Recast every line of the entries below as a JSON list of strings, one string per line, with blank lines dropped and the pictures left out.

Labels for object points:
○ ○ ○ ○ ○

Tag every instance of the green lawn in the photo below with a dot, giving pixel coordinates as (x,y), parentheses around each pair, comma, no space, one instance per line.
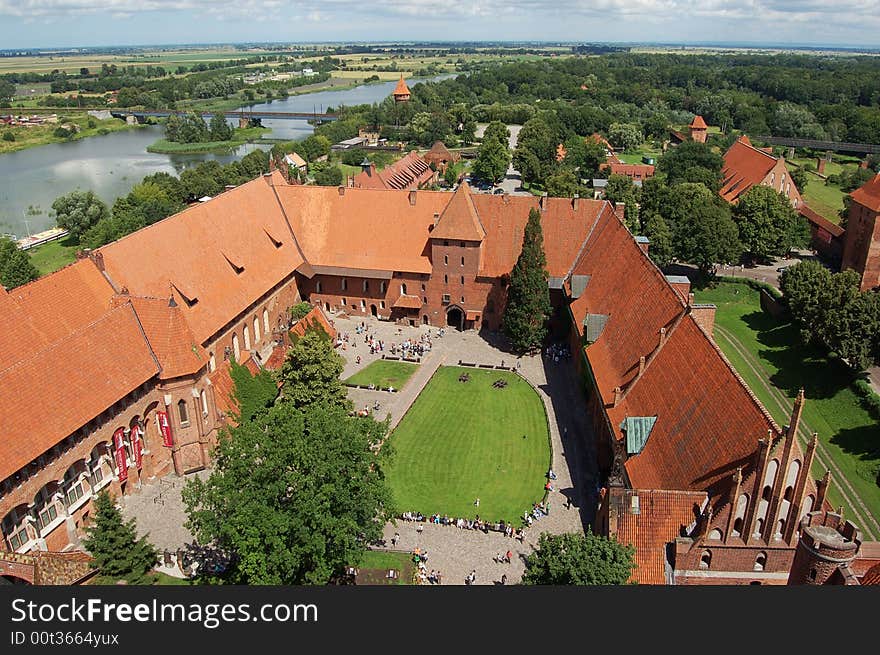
(466,440)
(775,365)
(384,373)
(825,199)
(380,560)
(54,255)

○ ○ ○ ○ ○

TASK SOLUTION:
[
  "Tag every instance of the green lawn in the photo below with a dot, giving pixel coordinates as (x,y), parentheses around each pair, comma, no space, one instance per line.",
  "(466,440)",
  "(775,365)",
  "(384,373)",
  "(825,199)",
  "(380,560)",
  "(54,255)"
]